Your answer should be the lines below from the one with "the chrome hubcap" to the one with "the car windshield", both included, given again exactly and with nothing added.

• • • • • • •

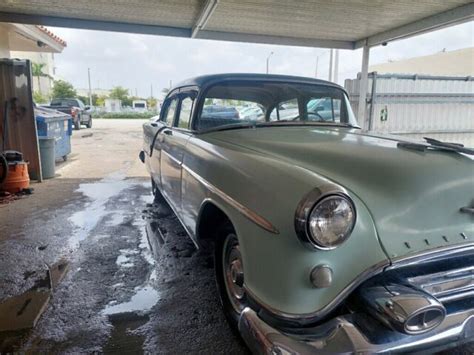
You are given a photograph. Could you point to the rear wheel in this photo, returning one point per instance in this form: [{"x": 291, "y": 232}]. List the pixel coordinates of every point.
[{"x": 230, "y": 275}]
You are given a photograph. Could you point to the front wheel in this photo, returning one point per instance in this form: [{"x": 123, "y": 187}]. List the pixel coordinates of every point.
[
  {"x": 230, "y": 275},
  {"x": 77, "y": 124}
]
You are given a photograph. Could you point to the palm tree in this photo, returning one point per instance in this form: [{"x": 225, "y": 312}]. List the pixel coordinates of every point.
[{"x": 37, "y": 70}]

• • • • • • •

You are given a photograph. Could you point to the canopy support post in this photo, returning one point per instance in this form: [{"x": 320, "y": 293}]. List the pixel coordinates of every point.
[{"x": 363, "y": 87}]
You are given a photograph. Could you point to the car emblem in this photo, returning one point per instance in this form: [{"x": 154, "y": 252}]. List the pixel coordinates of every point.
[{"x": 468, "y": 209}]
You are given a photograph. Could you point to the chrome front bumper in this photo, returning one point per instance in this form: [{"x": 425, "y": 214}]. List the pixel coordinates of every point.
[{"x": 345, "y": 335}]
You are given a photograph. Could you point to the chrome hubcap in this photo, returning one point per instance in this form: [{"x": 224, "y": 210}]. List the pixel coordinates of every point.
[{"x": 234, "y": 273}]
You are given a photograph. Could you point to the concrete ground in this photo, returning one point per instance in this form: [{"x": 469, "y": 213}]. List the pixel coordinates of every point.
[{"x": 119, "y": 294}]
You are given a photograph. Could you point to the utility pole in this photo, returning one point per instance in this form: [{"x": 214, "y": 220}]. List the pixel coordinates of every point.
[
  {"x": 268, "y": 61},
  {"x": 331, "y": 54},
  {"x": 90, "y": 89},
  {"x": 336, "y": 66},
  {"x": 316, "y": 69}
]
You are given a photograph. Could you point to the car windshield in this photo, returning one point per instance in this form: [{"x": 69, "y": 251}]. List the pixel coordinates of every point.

• • • • • • •

■ ANSWER TO THIS TASK ■
You are given a photograph. Could you point to the chrome hubcap in this photo, returning one point per instance in this form: [{"x": 224, "y": 210}]. List the pixel coordinates of every point.
[{"x": 234, "y": 273}]
You are given a photograph. Could you point to the concrete ground in this photo, returning one point per instance in this form: [{"x": 469, "y": 213}]. List the pixel coordinates of every point.
[{"x": 119, "y": 294}]
You are given a photograph. Could you point to the utility pole in this photo, returning one point per instance in this form: [{"x": 214, "y": 220}]. List the pixel coordinates of every point.
[
  {"x": 268, "y": 61},
  {"x": 331, "y": 54},
  {"x": 90, "y": 89},
  {"x": 336, "y": 66},
  {"x": 316, "y": 69}
]
You are given a photograph. Could you point to the car windshield in this photo, returning one point per instance in this form: [{"x": 69, "y": 251}]. List the pixel coordinates of every point.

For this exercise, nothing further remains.